[[ Records provided, beginning ]]

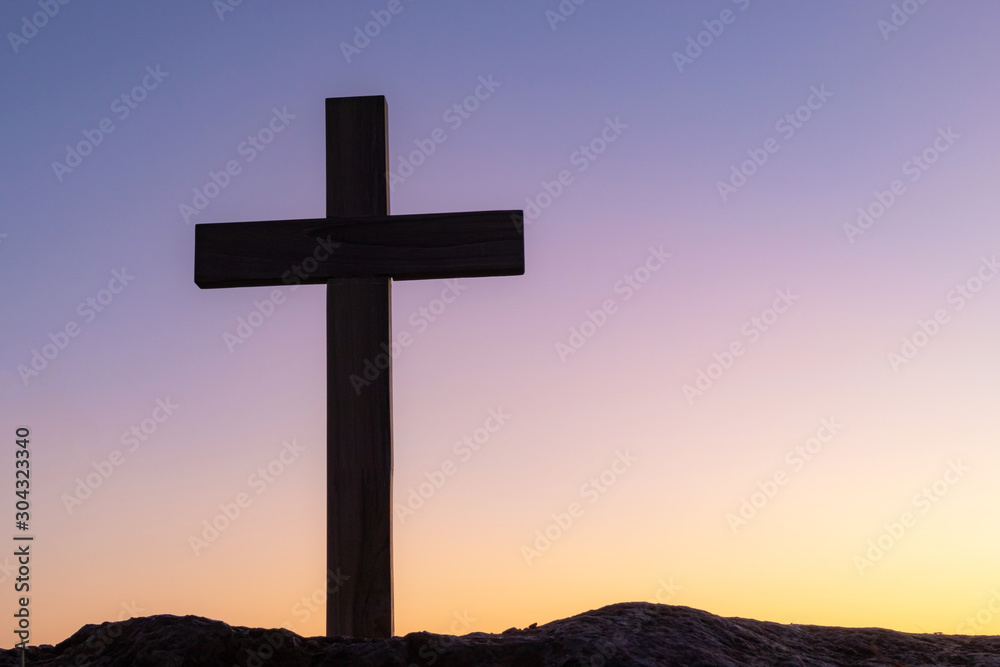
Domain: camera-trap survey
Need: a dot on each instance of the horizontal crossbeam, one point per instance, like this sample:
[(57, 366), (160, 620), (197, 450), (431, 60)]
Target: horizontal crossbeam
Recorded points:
[(401, 247)]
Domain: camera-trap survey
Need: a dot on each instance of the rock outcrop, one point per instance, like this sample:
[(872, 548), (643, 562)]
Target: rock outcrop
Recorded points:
[(636, 633)]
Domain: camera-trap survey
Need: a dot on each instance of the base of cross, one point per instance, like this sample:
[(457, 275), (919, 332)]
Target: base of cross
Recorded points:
[(368, 248)]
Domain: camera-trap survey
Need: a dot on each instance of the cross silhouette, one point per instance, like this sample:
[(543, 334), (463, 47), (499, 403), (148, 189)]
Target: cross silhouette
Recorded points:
[(357, 250)]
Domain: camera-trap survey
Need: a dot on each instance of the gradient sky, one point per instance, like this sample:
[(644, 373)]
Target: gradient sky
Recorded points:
[(903, 450)]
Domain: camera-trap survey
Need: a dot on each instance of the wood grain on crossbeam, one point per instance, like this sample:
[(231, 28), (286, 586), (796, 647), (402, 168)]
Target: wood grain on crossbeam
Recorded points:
[(402, 247)]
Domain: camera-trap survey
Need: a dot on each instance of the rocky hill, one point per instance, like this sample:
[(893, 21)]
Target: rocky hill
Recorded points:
[(636, 633)]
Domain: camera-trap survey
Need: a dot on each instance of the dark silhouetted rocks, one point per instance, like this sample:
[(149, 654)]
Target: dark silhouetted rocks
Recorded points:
[(636, 633)]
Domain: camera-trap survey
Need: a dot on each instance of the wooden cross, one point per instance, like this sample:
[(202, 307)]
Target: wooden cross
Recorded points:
[(357, 250)]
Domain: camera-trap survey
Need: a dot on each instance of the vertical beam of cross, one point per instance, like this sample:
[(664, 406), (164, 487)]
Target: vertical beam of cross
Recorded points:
[(359, 428)]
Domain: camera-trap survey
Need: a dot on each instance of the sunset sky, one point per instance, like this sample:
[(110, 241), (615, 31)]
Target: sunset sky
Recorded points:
[(751, 366)]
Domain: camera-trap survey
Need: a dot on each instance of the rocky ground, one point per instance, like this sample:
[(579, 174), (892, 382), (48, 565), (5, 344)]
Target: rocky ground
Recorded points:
[(636, 633)]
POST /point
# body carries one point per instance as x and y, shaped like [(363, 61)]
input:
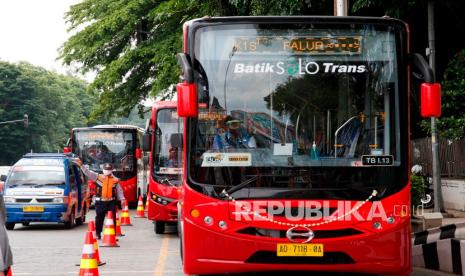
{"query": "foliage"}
[(54, 104), (451, 125), (131, 45)]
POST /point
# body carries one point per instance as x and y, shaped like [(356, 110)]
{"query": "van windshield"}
[(36, 176)]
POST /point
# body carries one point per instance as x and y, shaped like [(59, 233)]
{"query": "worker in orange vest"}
[(108, 192)]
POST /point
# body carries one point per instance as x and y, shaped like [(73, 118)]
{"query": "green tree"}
[(132, 45), (54, 103)]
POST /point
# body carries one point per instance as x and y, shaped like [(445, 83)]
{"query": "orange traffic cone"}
[(88, 265), (125, 219), (109, 237), (140, 209), (91, 228), (118, 226)]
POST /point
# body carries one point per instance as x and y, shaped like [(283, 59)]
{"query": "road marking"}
[(160, 267)]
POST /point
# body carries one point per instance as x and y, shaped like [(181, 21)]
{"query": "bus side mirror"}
[(146, 141), (430, 100), (138, 153), (187, 99), (176, 140)]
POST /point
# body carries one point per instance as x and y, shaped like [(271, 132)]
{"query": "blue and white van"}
[(45, 187)]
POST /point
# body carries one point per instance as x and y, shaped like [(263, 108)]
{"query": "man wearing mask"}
[(108, 192)]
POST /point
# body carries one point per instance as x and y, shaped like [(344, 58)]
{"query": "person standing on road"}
[(6, 257), (108, 192)]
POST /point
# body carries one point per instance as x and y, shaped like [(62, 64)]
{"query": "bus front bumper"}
[(160, 212), (382, 253)]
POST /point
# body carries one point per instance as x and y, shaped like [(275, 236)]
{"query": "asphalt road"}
[(50, 249)]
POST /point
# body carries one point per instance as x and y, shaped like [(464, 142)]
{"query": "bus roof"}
[(47, 155), (165, 104)]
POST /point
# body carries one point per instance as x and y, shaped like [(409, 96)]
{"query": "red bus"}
[(296, 145), (116, 144), (163, 138)]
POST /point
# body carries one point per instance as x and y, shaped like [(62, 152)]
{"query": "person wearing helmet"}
[(108, 192)]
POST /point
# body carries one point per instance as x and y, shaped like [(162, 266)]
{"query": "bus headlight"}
[(9, 199)]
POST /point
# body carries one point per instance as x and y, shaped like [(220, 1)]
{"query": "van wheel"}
[(159, 227), (9, 225), (71, 222)]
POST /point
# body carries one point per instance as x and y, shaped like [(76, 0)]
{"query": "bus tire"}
[(71, 221), (159, 227), (9, 225)]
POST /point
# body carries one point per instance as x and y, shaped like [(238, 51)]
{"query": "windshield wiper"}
[(239, 186)]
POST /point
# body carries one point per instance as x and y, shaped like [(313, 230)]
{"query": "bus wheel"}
[(9, 225), (71, 222), (159, 227)]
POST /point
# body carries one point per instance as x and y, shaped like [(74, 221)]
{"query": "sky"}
[(33, 30)]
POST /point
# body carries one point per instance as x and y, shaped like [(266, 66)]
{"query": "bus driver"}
[(233, 137)]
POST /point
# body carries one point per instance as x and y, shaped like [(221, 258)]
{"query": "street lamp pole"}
[(431, 51)]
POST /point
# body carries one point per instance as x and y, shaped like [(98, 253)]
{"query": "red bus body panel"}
[(384, 251), (156, 211), (209, 249)]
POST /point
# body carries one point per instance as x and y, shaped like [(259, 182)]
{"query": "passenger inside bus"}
[(234, 136), (172, 161)]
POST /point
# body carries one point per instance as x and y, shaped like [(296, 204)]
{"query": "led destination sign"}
[(299, 45)]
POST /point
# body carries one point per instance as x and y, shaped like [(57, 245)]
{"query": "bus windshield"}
[(299, 107), (96, 147), (167, 154)]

[[ Records provided, end ]]

Write out the records above exactly as they stand, leaving out every picture.

Task result:
Domain: camera-trap survey
Need: a dot on each instance of the horizontal crossbeam, one point per instance, like this sample:
[(57, 366), (160, 620), (197, 450), (431, 60)]
Target: horizontal crossbeam
Recorded points:
[(401, 247)]
Domain: camera-trap survey
Need: a dot on each instance of the rock outcrop, one point per instance, like this sample:
[(872, 548), (643, 562)]
Target: rock outcrop
Recorded points:
[(636, 633)]
Domain: camera-trap survey
Need: a dot on each instance of the base of cross, one point per instance, like this sample:
[(457, 275), (919, 332)]
Target: base of cross
Recorded points:
[(368, 248)]
Domain: camera-trap survey
Need: a dot on each instance of the cross silhouette, one point per instance, like this sample:
[(543, 334), (463, 47), (499, 403), (148, 189)]
Target: cross silhouette
Recorded points:
[(357, 250)]
Domain: camera-trap survey
Need: a dot on each instance of the gradient sky, one point per instance, like this sample:
[(644, 373)]
Target: gradient sky
Recorded points:
[(903, 450)]
Domain: camera-trap survey
Need: a dot on each instance of the wood grain on crossbeam, one point per instance, like this sample:
[(231, 28), (286, 586), (796, 647), (402, 168)]
Target: wood grain on crossbeam
Recorded points:
[(402, 247)]
Domain: camera-trap survey
Need: a dot on each instance of the rocky hill, one point per instance, like this sample:
[(893, 21)]
Target: rocky hill
Recorded points:
[(636, 633)]
Domain: camera-trap survey
Need: a dot on each instance of the dark silhouetted rocks, one point per instance, like this sample:
[(149, 654)]
Target: dark silhouetted rocks
Recorded points:
[(636, 633)]
Domain: camera-trap survey
Need: a dot on each instance of the wooden cross, one point per instance, like this sample:
[(202, 307)]
Target: wooden cross
Recorded points:
[(357, 250)]
Domain: camera-trap survey
Need: a dot on each instance of the vertical beam of cross, one point per instance, like this sample:
[(664, 406), (164, 487)]
Target: vertical beam of cross
Recorded points:
[(359, 428)]
Domain: camera-trap survey
Need: a dot on each instance of the sunset sky, one point per instance, like this sample:
[(110, 241), (615, 31)]
Target: sunset sky
Recorded points:
[(751, 366)]
Domain: camera-trap survey
Need: a dot on each instance of the rocky ground, one point per instance, like this sample:
[(579, 174), (892, 382), (48, 565), (5, 344)]
Target: rocky ground
Recorded points:
[(636, 633)]
POST /point
# body carries one point per instance as x and y, shaped like [(363, 61)]
input:
{"query": "foliage"}
[(54, 104), (451, 125), (131, 45)]
POST /point
# body carries one point per instance as x and y, shaped like [(356, 110)]
{"query": "van windshield"}
[(36, 176)]
POST /point
# body carries one point per instance as x and y, shaped like [(59, 233)]
{"query": "worker in orange vest"}
[(108, 192)]
POST /point
# body carries one point per instance as x and y, shaped like [(73, 118)]
{"query": "green tree"}
[(132, 45), (54, 103)]
POST /point
# body carries one point per instance as x and y, shaped like [(445, 83)]
{"query": "orange traffic cone"}
[(88, 265), (125, 219), (109, 237), (140, 209), (91, 228), (118, 226)]
POST /point
# body carries one point per instance as x and y, shaped like [(283, 59)]
{"query": "road marking"}
[(160, 267)]
POST /point
# body carries one point per instance as x and y, shaped like [(181, 21)]
{"query": "bus side mirror"}
[(146, 141), (430, 100), (138, 153), (187, 99), (176, 140)]
POST /point
# body carries one point per instance as x and y, shaped like [(271, 132)]
{"query": "blue and white van"}
[(45, 187)]
POST /point
# body carries one point per instance as x and y, shaped like [(263, 108)]
{"query": "man wearing mask"}
[(108, 192)]
POST /point
# body carries one point per instance as x and y, shaped like [(344, 58)]
{"query": "person standing on road"}
[(6, 257), (108, 192)]
POST /point
# body carries one point per instance as x and y, shaped like [(62, 64)]
{"query": "bus front bumper"}
[(160, 212), (382, 253)]
POST /point
# body carries one point per instance as x and y, shaped like [(275, 236)]
{"query": "asphalt road"}
[(50, 249)]
POST /point
# body carries one point per instance as x and y, shaped like [(464, 142)]
{"query": "bus roof"}
[(47, 155), (165, 104)]
POST /point
# body carries one point per instance as x and y, shaped like [(409, 96)]
{"query": "red bus"}
[(296, 145), (116, 144), (163, 138)]
POST /point
# body carries one point per instance as x and y, shaped like [(62, 152)]
{"query": "person wearing helmet"}
[(108, 192)]
POST /point
# body carries one point per instance as x and y, shaped like [(162, 266)]
{"query": "bus headlight"}
[(9, 199)]
POST /point
# body carries one point per instance as x and y, shaped like [(220, 1)]
{"query": "van wheel"}
[(159, 227), (9, 225), (71, 222)]
POST /point
# body carries one point per instance as x and y, shaped like [(76, 0)]
{"query": "bus tire"}
[(71, 221), (159, 227), (9, 225)]
POST /point
# body carries one point per instance as x and y, shaped like [(238, 51)]
{"query": "windshield wiper"}
[(239, 186)]
POST /point
# body carries one point per instance as x and y, shaped like [(313, 230)]
{"query": "bus wheel"}
[(9, 225), (71, 222), (159, 227)]
POST /point
# body carries one point per instance as x and y, shaped like [(74, 221)]
{"query": "sky"}
[(33, 30)]
POST /point
# body carries one point per instance as x and y, shaped like [(266, 66)]
{"query": "bus driver"}
[(233, 137)]
POST /point
# body carries one point per instance as x and y, shaped like [(221, 258)]
{"query": "street lamp pole"}
[(431, 51)]
POST /point
# body carries one point per instance as x and y, shaped like [(98, 253)]
{"query": "red bus body panel"}
[(384, 251), (156, 211), (209, 249)]
POST /point
# body carries one point per instance as x and y, shaped like [(259, 182)]
{"query": "passenger inside bus"}
[(234, 136), (172, 161)]
POST /point
# body carries one point per instance as x and y, shaped like [(296, 204)]
{"query": "led destination sign"}
[(299, 45)]
POST /point
# body carries one point per instance as x and y, shaped like [(57, 245)]
{"query": "bus windshield"}
[(299, 107), (96, 147), (167, 154)]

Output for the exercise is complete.